__Objective__:
Could you reproduce every one of the rows below line for line, without changing a single character?
·····
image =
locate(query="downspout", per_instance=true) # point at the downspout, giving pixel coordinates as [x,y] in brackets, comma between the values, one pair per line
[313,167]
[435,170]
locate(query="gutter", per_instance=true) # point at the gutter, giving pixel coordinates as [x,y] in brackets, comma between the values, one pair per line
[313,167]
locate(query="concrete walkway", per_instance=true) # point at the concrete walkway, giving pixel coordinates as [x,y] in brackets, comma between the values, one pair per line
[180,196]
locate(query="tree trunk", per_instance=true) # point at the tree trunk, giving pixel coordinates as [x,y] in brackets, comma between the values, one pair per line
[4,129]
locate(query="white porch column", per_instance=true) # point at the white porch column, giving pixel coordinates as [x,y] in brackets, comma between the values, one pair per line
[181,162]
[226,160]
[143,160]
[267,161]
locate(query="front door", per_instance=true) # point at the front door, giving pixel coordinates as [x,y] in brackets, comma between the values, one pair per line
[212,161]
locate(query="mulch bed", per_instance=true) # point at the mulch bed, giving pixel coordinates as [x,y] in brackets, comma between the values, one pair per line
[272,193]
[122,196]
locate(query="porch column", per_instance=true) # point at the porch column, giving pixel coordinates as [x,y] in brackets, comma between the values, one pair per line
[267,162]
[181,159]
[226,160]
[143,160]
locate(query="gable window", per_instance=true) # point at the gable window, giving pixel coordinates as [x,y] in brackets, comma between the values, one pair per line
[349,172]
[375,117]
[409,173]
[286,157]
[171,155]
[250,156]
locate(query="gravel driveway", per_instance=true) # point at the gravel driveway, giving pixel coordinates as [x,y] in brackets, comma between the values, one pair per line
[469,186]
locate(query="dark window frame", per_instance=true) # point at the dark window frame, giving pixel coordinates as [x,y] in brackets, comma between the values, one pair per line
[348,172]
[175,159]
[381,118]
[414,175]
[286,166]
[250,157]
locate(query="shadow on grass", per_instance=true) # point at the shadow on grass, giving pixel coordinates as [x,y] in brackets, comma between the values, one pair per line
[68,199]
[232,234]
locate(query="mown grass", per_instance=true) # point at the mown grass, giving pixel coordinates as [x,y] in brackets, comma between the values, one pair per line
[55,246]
·····
__Problem solution__:
image =
locate(query="downspout", per_instance=true) # point at the downspout, giving pixel coordinates as [x,y] in brackets, comma between the values, one pair per line
[313,167]
[435,170]
locate(query="gutter", per_instance=true) # point at the gutter, giving pixel coordinates as [x,y] in brackets, comma between the values, one pair per line
[313,167]
locate(query="concrete walkway", per_instance=true) # point at the concrete walkway, giving pixel coordinates as [x,y] in brackets, comma between the values, one pair per line
[180,196]
locate(query="tree trunk", per_instance=true) # point at the tree trunk, giving pixel coordinates as [x,y] in brackets, comma between the values, one pair per line
[4,129]
locate(query="white porch column", per_instance=true) # point at the white porch column, giving pixel coordinates as [x,y] in brackets, comma between the values, one pair per line
[181,162]
[226,160]
[143,160]
[267,161]
locate(query="front door", per_instance=true) # point at the front door, giving pixel coordinates as [x,y] in brackets, comma between the values, one pair per line
[212,161]
locate(query="mulch bed", per_instance=true) # point at the mulch bed, giving pixel coordinates as [x,y] in brackets, comma between the values, one pair per line
[272,193]
[122,196]
locate(query="porch column", per_instance=true) # point at the porch column, giving pixel coordinates as [x,y] in brackets, comma between the values, one pair per line
[267,162]
[181,159]
[226,160]
[143,160]
locate(query="gable window", per_instance=true) # point at the gable window, giving pixel coordinates as [x,y] in brackets, comma between the values, one pair per line
[349,172]
[375,117]
[409,173]
[286,157]
[171,155]
[250,156]
locate(query="gravel driveway", per_instance=true) # point at the gravel driveway, giving pixel coordinates as [x,y] in brackets, comma between the values, one pair per line
[469,186]
locate(query="dark window frame", per_instance=true) # point at the dark window frame, giving pixel coordinates as [x,y] in brackets, comma between the values, one pair per line
[348,172]
[175,159]
[381,118]
[414,175]
[286,166]
[250,157]
locate(query="shadow on grass", per_instance=true) # point at the shadow on grass, giving pixel coordinates as [x,y] in brackets, comma between the values, one pair per line
[68,199]
[232,234]
locate(query="mown grass", per_instance=true) # point at the mown grass, giving pixel coordinates as [x,y] in brackets, comma between the values, one pair per line
[55,246]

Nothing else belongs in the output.